■ WHAT TO WORK ON: Repeat exactly, and only, the lines from the one holding "Objective — one marker on every instance of the water" through the last line of the records below.
▶
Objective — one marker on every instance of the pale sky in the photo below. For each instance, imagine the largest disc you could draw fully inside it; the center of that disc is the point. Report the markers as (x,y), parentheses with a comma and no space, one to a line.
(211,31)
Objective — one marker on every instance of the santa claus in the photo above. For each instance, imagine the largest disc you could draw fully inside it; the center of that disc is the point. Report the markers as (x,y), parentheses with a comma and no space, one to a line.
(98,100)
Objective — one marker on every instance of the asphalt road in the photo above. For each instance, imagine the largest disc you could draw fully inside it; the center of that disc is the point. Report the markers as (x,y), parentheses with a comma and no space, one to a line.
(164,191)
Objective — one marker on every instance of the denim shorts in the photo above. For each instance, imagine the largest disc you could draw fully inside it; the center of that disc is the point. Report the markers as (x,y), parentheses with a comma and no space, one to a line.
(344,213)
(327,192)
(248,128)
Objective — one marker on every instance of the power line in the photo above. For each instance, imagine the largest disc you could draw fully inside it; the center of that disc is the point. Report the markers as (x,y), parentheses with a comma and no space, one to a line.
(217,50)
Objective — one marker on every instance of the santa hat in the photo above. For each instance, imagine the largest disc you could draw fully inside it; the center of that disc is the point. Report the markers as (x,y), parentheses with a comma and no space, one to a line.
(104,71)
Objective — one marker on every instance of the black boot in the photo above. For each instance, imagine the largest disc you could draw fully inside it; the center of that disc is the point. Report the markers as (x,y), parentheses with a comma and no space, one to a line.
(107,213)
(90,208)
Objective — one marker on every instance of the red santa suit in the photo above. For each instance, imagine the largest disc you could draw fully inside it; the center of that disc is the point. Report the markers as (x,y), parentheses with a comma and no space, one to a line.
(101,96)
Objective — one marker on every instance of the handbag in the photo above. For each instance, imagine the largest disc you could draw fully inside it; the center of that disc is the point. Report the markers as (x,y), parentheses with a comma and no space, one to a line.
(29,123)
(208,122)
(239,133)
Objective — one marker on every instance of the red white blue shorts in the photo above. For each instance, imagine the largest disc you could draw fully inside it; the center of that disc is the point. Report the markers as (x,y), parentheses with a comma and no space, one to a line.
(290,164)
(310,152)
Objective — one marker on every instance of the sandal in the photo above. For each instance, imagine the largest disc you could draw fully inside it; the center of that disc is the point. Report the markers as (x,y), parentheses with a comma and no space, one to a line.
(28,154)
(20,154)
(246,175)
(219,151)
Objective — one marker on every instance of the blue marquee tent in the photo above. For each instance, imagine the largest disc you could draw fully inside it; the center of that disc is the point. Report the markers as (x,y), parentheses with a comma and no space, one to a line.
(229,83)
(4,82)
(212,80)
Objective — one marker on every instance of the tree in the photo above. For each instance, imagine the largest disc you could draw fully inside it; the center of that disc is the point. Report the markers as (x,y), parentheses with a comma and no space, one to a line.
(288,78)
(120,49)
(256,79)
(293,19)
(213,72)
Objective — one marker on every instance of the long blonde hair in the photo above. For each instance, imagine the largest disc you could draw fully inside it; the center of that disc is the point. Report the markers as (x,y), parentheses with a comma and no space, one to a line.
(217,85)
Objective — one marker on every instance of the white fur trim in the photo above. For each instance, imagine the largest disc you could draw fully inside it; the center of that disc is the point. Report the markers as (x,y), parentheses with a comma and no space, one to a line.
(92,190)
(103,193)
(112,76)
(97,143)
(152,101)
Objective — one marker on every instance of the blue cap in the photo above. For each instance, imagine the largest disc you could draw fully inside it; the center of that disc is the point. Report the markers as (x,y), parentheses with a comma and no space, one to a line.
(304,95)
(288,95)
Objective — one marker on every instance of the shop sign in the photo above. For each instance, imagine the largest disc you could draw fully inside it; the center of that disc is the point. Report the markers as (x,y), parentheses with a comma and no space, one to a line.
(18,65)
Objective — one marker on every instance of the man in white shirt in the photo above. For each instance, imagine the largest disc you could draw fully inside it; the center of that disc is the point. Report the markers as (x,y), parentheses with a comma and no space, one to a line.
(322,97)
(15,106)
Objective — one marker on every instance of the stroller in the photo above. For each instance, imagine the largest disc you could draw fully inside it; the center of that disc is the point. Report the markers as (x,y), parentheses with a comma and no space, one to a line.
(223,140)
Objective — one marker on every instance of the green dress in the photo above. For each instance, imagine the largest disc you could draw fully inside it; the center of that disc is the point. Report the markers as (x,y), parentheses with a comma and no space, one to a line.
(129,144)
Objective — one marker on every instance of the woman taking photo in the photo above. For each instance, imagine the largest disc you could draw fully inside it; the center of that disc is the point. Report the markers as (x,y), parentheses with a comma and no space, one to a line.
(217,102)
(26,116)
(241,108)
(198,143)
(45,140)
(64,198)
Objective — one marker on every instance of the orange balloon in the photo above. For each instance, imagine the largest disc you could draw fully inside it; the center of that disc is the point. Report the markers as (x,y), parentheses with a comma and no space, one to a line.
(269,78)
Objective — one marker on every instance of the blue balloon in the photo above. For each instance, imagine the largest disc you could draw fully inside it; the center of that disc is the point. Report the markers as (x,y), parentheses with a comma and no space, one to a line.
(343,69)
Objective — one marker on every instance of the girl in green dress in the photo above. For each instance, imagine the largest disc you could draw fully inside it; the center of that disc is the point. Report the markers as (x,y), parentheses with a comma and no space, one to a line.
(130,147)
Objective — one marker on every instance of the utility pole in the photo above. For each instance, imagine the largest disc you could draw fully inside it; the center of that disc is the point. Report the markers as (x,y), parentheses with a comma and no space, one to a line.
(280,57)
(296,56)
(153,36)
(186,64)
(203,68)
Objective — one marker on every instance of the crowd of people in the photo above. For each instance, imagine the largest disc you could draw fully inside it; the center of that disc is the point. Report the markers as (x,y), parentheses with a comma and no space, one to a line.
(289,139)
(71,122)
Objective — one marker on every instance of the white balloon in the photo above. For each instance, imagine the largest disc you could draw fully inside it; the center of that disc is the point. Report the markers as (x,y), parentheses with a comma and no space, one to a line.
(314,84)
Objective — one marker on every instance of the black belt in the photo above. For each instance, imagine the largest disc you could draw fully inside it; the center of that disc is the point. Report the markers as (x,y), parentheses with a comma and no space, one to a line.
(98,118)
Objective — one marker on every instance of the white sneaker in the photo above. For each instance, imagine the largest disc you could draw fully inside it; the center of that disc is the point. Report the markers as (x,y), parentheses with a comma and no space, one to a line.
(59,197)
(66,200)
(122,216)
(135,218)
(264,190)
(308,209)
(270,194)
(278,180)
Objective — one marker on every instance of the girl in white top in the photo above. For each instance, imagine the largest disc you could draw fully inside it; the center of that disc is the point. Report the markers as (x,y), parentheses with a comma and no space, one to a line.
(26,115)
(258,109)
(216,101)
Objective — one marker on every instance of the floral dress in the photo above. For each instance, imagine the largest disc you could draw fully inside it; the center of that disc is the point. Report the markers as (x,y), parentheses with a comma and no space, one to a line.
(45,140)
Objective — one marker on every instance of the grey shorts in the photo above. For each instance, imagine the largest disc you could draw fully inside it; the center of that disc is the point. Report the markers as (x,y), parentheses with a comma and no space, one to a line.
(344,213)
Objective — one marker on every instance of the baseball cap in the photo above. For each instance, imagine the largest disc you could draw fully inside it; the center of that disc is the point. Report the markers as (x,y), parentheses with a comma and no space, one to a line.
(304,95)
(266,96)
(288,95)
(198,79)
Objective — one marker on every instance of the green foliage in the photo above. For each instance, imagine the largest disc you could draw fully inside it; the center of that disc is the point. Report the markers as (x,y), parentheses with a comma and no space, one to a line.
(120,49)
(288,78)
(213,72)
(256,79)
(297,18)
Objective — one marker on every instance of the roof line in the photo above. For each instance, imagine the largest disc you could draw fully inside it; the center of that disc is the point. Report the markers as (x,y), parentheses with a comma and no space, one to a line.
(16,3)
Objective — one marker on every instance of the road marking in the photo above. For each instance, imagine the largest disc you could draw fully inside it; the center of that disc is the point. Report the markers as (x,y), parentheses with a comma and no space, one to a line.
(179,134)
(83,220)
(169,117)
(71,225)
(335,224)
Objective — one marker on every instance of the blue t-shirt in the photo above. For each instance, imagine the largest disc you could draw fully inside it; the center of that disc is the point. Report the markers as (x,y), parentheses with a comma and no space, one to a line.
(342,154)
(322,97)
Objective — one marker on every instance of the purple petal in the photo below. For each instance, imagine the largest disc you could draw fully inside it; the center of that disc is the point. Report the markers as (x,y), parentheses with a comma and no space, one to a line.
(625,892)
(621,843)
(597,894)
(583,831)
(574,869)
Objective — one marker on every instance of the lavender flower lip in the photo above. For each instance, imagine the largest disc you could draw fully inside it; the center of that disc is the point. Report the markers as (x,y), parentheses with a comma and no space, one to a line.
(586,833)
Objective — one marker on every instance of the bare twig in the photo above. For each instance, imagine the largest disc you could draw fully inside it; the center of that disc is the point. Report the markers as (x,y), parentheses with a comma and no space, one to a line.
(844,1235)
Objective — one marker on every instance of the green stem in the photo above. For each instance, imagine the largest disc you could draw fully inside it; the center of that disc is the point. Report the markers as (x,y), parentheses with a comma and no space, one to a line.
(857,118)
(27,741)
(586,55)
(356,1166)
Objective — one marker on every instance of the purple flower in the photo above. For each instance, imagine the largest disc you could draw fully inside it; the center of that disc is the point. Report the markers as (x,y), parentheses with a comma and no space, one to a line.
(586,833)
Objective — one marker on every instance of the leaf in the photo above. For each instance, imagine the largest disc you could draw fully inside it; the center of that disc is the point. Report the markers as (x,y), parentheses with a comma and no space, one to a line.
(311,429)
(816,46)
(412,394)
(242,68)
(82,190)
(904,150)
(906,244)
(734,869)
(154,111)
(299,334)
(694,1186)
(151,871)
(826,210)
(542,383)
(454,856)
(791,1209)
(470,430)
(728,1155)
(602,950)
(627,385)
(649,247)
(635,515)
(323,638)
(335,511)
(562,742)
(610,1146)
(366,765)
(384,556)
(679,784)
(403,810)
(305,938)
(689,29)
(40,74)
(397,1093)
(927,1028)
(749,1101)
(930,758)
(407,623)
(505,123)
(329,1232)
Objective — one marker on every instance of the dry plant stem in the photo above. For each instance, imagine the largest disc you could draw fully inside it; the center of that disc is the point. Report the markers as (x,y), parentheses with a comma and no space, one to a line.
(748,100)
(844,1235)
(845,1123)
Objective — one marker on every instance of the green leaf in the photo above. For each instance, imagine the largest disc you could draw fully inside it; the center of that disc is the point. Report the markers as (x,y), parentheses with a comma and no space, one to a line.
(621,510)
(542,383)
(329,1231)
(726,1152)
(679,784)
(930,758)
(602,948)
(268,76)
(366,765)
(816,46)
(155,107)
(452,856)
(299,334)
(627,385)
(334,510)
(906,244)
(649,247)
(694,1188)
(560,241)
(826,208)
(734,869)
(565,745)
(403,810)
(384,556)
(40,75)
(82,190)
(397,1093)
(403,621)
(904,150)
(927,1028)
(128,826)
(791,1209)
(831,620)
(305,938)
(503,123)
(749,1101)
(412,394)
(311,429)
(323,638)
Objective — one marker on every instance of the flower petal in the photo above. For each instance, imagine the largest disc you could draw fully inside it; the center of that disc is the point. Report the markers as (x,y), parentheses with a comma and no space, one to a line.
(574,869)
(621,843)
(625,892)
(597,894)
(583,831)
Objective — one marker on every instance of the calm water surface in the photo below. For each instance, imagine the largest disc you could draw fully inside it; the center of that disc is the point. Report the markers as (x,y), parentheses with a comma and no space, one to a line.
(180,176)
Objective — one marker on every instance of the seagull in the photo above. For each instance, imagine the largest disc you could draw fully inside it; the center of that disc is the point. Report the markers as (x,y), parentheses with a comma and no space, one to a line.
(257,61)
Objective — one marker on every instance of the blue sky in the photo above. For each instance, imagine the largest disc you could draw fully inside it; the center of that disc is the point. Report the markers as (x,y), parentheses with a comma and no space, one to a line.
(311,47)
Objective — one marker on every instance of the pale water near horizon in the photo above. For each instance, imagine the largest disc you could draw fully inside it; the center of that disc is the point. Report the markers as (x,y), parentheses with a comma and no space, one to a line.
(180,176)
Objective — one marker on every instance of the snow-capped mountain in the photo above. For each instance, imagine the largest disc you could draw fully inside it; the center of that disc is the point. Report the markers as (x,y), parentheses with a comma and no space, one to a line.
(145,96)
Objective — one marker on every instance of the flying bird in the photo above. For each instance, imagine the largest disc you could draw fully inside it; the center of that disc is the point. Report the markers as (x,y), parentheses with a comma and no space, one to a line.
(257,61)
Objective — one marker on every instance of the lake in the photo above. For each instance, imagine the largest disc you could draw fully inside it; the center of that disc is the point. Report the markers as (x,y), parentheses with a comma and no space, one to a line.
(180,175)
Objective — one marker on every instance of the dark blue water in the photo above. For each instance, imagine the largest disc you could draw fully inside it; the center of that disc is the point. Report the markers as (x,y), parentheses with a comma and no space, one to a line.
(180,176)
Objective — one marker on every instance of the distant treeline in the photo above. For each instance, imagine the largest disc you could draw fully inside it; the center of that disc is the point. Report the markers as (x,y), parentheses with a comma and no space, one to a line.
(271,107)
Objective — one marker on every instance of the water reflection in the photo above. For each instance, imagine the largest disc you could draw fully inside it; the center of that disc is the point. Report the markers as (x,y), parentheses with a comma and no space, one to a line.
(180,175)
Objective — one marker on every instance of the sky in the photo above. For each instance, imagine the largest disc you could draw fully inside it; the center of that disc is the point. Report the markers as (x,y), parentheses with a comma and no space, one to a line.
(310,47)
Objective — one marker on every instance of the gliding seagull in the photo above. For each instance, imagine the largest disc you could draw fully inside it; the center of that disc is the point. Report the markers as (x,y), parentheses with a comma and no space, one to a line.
◀
■ RIGHT ANSWER:
Objective — one marker on every instance of the water reflection in the photo above. For each instance, imagine the largest disc you could draw fully inside it; the center of that disc is the point. Report the markers as (x,y), parentheses with a comma and no space, one to a line.
(180,175)
Objective — one marker on every instance of the sky in the photo above. For each instance, imagine the largest disc you could draw fully inside it; the center of that disc is the point. Report the markers as (x,y), parentheses with a comma and no space, one to a line.
(310,47)
Objective — one marker on every instance of the gliding seagull in the photo above. For each instance, imagine the largest disc you could draw fully inside it; the center of that disc is the point. Report the markers as (x,y), parentheses with a comma and no space, one to a line.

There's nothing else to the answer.